* start Passage shown *

Are you STALKING THE COMPETITION?

OBSESSING over the COMPETITION? Are you STALKING THE COMPETITION?

How to take STALKING out of STRATEGY. It’s so easy to become exhaustingly immersed in the perceived on-goings of your competition.  Following their Facebook page, tweets, advertising campaigns, market involvement and cross-customer feedback all provide useful information. In many ways, these activities of new-age obsessiveness are effective tools.  Understanding competitors marketing methods and analyzing creative strategies they are employing offers insights into how they are, or are not, playing the industry game.

WARNING: Executing these methods to quantify your business success—NOT A GOOD IDEA!

Why? Because you, and your business, are not your competitor.  Allowing yourself to be swallowed into the black hole of competitiveness stunts growth, awakens your inner-toddler of comparison and feeds the insatiable monster of self-doubt.

TIPS for turning OBSESSIVE STALKING to EFFECTIVE STRATEGY:

YOUR BUSINESS—THEIR BENCHMARKS

Excessive focus on your competitors may lead to assessing how you do business against their benchmarks. The result? You begin to manage YOUR Company in a “competitors vacuum” which thwarts creative strategic planning and growth. To be successful (however you define that for you and your business) you need to be GREAT at what YOU do. Not at what they do.

EXPONENTIAL ENERGY SUCKER

The time you spend on what your competition is doing is time you are not spending on your own business.  YOU ARE NOT YOUR COMPETITION.  Direct your focus on developing and exploiting what makes your business unique and of AWESOME VALUE to your target market. Tell your customers how you are different—how you are faster, better, easier, or more cost-effective to do business with. You are in business for your customers, not your competition.

* end Passage shown *
* start Records supplied *

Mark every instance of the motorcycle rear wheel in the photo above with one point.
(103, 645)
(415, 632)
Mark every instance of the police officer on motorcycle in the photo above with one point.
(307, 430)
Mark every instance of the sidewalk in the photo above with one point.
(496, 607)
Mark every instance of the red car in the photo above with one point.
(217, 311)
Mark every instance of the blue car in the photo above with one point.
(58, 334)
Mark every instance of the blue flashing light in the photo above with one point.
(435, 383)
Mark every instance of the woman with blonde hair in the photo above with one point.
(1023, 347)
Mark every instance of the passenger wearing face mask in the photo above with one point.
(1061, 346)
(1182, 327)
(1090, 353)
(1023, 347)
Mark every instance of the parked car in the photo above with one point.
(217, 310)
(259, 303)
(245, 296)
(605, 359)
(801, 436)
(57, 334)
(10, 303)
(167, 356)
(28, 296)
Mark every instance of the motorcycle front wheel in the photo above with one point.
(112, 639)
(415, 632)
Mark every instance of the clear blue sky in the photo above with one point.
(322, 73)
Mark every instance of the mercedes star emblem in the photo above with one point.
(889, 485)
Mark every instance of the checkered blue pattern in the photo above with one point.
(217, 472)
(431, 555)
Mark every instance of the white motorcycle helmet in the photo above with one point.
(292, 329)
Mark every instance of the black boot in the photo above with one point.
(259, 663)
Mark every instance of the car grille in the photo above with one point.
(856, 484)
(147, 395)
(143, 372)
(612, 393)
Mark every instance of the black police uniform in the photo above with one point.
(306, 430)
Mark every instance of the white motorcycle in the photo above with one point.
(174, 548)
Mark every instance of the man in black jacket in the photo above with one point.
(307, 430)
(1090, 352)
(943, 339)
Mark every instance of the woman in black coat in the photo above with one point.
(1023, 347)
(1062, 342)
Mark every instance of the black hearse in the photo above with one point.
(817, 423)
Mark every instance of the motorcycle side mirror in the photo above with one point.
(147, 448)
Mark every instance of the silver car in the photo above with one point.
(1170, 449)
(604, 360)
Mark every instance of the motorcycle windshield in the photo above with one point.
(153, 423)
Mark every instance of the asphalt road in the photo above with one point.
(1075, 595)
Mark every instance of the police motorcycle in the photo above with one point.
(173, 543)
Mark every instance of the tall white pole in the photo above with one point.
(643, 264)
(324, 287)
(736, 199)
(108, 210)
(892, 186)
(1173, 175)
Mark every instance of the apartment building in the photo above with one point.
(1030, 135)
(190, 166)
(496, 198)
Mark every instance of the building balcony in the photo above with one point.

* end Records supplied *

Problems to work on
1/ According to the article on stalking the competition, who are you in business for?
2/ Reproduce the article on stalking the competition from "Excessive focus on" up to and including "what they do.".

Responses for each task
1/ Your customers, not your competition.

2/
Excessive focus on your competitors may lead to assessing how you do business against their benchmarks. The result? You begin to manage YOUR Company in a “competitors vacuum” which thwarts creative strategic planning and growth. To be successful (however you define that for you and your business) you need to be GREAT at what YOU do. Not at what they do.